Excerpts of location labeling data
══════
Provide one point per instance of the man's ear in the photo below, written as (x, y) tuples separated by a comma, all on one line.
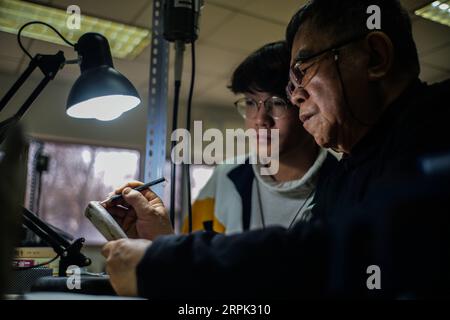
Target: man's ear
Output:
[(381, 55)]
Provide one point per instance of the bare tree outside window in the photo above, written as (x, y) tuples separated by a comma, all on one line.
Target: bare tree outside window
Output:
[(76, 175)]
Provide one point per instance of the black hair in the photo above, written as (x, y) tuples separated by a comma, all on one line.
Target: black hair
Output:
[(265, 70), (344, 19)]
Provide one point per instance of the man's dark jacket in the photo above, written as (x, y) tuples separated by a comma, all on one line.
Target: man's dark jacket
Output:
[(375, 208)]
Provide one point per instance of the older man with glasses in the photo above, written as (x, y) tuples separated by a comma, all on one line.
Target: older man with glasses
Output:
[(238, 197), (383, 209)]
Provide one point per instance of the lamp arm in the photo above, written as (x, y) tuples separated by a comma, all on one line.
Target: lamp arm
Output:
[(49, 65)]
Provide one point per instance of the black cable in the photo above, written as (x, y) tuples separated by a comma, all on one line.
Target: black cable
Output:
[(188, 117), (36, 266), (174, 166), (19, 39)]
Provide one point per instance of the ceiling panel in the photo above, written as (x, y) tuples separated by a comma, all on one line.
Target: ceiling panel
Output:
[(108, 9), (231, 4), (439, 58), (412, 5), (429, 35), (281, 11), (244, 34)]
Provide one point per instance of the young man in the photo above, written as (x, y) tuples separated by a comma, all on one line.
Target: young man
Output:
[(238, 197)]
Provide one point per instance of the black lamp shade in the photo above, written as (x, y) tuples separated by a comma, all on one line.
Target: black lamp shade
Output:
[(100, 92)]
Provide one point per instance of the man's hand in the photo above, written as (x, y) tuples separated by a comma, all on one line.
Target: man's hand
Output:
[(122, 257), (141, 214)]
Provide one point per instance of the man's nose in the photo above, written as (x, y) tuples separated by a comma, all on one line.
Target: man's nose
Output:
[(298, 96)]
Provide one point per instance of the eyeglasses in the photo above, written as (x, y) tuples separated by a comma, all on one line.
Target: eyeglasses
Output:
[(275, 107), (304, 69)]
══════
-- Work to be completed --
Could you rewrite the records from the line with "Provide one point per instance of the man's nose" up to and including the line with "[(298, 96)]", request lines and all, and give only those lines, with every point coordinate in the answers multiplied by 0.2 and rounded to a whole number, halves rounding up?

-- Output of the task --
Provide one point per instance of the man's nose in the photo above, written as (x, y) tuples separated by a comma, all on one line.
Target: man's nose
Output:
[(60, 19)]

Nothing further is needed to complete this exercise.